• **Requirements**
Copy the data below line for line, with no changes to any character.

• **Dataset rows**
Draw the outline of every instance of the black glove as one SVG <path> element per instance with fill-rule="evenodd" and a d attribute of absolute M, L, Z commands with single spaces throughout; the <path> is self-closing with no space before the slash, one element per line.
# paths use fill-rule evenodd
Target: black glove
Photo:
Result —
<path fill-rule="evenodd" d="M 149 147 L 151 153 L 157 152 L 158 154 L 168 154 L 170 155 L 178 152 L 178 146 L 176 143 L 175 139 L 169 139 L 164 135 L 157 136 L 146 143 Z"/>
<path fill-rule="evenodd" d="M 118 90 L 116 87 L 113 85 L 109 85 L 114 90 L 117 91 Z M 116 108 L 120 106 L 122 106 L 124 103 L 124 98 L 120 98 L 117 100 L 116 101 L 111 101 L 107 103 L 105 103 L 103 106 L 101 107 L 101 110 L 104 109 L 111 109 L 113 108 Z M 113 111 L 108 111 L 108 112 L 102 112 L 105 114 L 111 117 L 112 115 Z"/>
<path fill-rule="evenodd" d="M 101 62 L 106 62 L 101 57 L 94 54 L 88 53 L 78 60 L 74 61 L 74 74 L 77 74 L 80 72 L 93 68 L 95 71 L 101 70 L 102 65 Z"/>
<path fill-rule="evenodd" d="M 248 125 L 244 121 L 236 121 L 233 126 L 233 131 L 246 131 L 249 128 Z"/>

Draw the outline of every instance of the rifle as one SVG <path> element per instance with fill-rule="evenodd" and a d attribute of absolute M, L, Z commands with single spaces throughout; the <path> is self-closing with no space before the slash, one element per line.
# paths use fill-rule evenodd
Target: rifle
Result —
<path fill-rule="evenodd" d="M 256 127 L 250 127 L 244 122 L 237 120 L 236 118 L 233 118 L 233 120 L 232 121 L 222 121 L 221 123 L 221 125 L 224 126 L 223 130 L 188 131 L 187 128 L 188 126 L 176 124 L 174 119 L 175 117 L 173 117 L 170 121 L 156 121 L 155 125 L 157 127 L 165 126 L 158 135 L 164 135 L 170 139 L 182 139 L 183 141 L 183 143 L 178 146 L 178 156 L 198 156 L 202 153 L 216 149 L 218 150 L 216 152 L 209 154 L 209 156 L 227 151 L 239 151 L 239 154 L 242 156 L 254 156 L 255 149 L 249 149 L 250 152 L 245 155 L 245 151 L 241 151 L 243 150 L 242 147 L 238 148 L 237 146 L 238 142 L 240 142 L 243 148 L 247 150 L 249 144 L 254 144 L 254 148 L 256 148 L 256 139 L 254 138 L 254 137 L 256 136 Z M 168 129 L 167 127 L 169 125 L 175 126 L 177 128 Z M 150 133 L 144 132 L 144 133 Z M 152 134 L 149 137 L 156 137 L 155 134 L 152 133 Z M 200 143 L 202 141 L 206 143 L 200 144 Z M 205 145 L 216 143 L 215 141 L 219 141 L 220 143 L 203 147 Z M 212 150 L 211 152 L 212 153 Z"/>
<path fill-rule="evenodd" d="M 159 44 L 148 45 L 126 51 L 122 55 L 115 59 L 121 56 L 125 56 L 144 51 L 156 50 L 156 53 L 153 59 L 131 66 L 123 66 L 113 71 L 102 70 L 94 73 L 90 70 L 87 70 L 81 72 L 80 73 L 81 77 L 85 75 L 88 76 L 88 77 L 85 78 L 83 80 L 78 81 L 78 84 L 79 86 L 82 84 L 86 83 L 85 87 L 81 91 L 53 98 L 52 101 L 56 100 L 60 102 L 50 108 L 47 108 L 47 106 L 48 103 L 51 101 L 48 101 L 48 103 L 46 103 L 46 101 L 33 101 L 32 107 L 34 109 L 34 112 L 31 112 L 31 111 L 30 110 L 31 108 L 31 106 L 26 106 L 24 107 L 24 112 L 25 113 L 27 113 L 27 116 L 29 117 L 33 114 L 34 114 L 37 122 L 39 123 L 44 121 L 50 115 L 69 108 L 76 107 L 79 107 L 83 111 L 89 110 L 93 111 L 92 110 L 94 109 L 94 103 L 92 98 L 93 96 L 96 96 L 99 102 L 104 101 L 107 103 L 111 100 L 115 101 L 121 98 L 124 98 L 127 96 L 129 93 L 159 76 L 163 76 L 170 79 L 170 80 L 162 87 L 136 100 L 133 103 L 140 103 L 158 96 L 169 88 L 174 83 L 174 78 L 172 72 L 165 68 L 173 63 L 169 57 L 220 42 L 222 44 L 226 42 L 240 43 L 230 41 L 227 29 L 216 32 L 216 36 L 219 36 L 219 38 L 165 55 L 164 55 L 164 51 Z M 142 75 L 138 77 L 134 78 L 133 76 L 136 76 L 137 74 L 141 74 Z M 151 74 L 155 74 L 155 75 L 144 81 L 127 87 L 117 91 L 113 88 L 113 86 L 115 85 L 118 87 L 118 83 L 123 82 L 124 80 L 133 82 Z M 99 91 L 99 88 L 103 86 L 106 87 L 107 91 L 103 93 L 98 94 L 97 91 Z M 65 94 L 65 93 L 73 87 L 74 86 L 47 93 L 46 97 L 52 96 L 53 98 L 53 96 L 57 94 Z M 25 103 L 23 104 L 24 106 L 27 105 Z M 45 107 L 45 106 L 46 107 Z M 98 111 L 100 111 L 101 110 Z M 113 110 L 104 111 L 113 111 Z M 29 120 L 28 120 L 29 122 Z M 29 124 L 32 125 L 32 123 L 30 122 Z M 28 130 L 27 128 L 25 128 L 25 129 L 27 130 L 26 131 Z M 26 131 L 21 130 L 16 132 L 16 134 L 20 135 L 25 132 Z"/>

• **Result**
Draw the outline of every instance of the black glove as one SVG <path> element per instance with fill-rule="evenodd" and a d attribute of absolute M, L, Z commands with single spaces throughout; the <path> is self-closing with no space before the slash, one element per line.
# paths use fill-rule evenodd
Target: black glove
Photo:
Result —
<path fill-rule="evenodd" d="M 149 147 L 151 153 L 157 152 L 158 154 L 168 154 L 170 155 L 178 152 L 178 146 L 176 143 L 175 139 L 169 139 L 164 135 L 157 136 L 146 143 Z"/>
<path fill-rule="evenodd" d="M 118 90 L 116 87 L 113 85 L 109 85 L 114 90 L 117 91 Z M 116 108 L 120 106 L 122 106 L 124 103 L 124 98 L 120 98 L 117 100 L 116 101 L 111 101 L 107 103 L 105 103 L 103 106 L 101 107 L 101 110 L 104 109 L 111 109 L 113 108 Z M 113 111 L 108 111 L 108 112 L 102 112 L 105 114 L 111 117 L 112 115 Z"/>
<path fill-rule="evenodd" d="M 101 62 L 106 62 L 101 57 L 94 54 L 88 53 L 78 60 L 74 61 L 74 74 L 77 74 L 80 72 L 93 68 L 95 71 L 101 70 L 102 65 Z"/>
<path fill-rule="evenodd" d="M 248 125 L 244 121 L 236 121 L 233 126 L 233 131 L 246 131 L 249 128 Z"/>

Draw the outline of every instance of the rifle as one SVG <path> element per instance with fill-rule="evenodd" and a d attribute of absolute M, L, Z commands with single spaces throughout; the <path> is self-closing with no space before the slash, one element per line.
# paths use fill-rule evenodd
Target: rifle
Result —
<path fill-rule="evenodd" d="M 256 127 L 250 127 L 244 122 L 237 120 L 236 118 L 233 118 L 233 120 L 232 121 L 222 121 L 221 123 L 221 125 L 224 126 L 223 130 L 188 131 L 187 128 L 188 126 L 176 124 L 174 119 L 175 117 L 173 117 L 170 121 L 156 121 L 155 125 L 157 127 L 165 126 L 158 135 L 164 135 L 170 139 L 182 139 L 183 141 L 183 143 L 178 146 L 178 156 L 198 156 L 202 153 L 216 149 L 218 150 L 216 152 L 209 154 L 209 156 L 227 151 L 239 151 L 239 154 L 242 156 L 254 156 L 255 149 L 249 149 L 250 152 L 245 155 L 245 151 L 241 151 L 243 150 L 242 147 L 238 148 L 237 146 L 238 142 L 240 142 L 243 148 L 247 150 L 249 144 L 254 144 L 254 148 L 256 148 L 256 139 L 254 138 L 254 137 L 256 136 Z M 168 129 L 167 127 L 169 125 L 175 126 L 177 128 Z M 150 133 L 144 132 L 144 133 Z M 152 134 L 149 137 L 156 137 L 155 134 L 152 133 Z M 200 143 L 202 141 L 206 143 L 200 144 Z M 205 145 L 216 143 L 215 141 L 219 141 L 220 143 L 203 147 Z M 212 150 L 211 152 L 212 153 Z"/>
<path fill-rule="evenodd" d="M 159 44 L 148 45 L 126 51 L 122 55 L 115 59 L 121 56 L 125 56 L 144 51 L 156 50 L 156 53 L 153 59 L 131 66 L 123 66 L 113 71 L 102 70 L 94 73 L 90 70 L 87 70 L 81 72 L 80 73 L 81 77 L 85 75 L 88 76 L 88 77 L 85 78 L 83 80 L 78 81 L 78 84 L 79 86 L 82 84 L 86 83 L 85 87 L 81 91 L 53 98 L 52 101 L 56 100 L 60 102 L 50 108 L 47 108 L 47 106 L 48 103 L 51 101 L 48 101 L 48 103 L 46 103 L 46 101 L 33 101 L 32 107 L 34 109 L 34 112 L 31 112 L 31 111 L 30 110 L 31 108 L 31 106 L 26 106 L 24 107 L 24 112 L 25 113 L 27 113 L 27 116 L 29 117 L 33 114 L 34 114 L 37 122 L 39 123 L 44 121 L 50 115 L 69 108 L 76 107 L 79 107 L 83 111 L 89 110 L 93 111 L 92 110 L 94 109 L 94 103 L 92 98 L 93 96 L 96 96 L 99 102 L 104 101 L 107 103 L 111 100 L 115 101 L 121 98 L 124 98 L 127 96 L 129 93 L 159 76 L 163 76 L 170 79 L 170 80 L 162 87 L 136 100 L 133 103 L 140 103 L 158 96 L 169 88 L 174 83 L 174 78 L 172 72 L 165 68 L 173 63 L 169 57 L 220 42 L 222 44 L 226 42 L 240 43 L 230 41 L 227 29 L 216 32 L 216 36 L 219 36 L 219 38 L 165 55 L 164 55 L 164 51 Z M 142 75 L 138 77 L 134 78 L 133 76 L 136 76 L 137 74 L 141 74 Z M 151 74 L 155 74 L 155 75 L 144 81 L 127 87 L 117 91 L 113 88 L 113 86 L 115 85 L 118 87 L 118 83 L 123 82 L 124 80 L 133 82 Z M 99 91 L 99 88 L 103 86 L 106 87 L 107 91 L 103 93 L 98 94 L 97 91 Z M 65 94 L 65 93 L 73 87 L 74 86 L 47 93 L 46 97 L 52 96 L 53 98 L 53 96 L 57 94 Z M 25 103 L 23 104 L 24 106 L 27 105 Z M 45 107 L 45 106 L 46 107 Z M 98 111 L 100 111 L 101 110 Z M 113 110 L 104 111 L 113 111 Z M 29 120 L 28 120 L 29 122 Z M 29 124 L 32 125 L 32 123 L 30 122 Z M 28 130 L 27 128 L 25 128 L 25 129 L 27 130 L 26 131 Z M 26 131 L 21 130 L 16 132 L 16 134 L 20 135 L 25 132 Z"/>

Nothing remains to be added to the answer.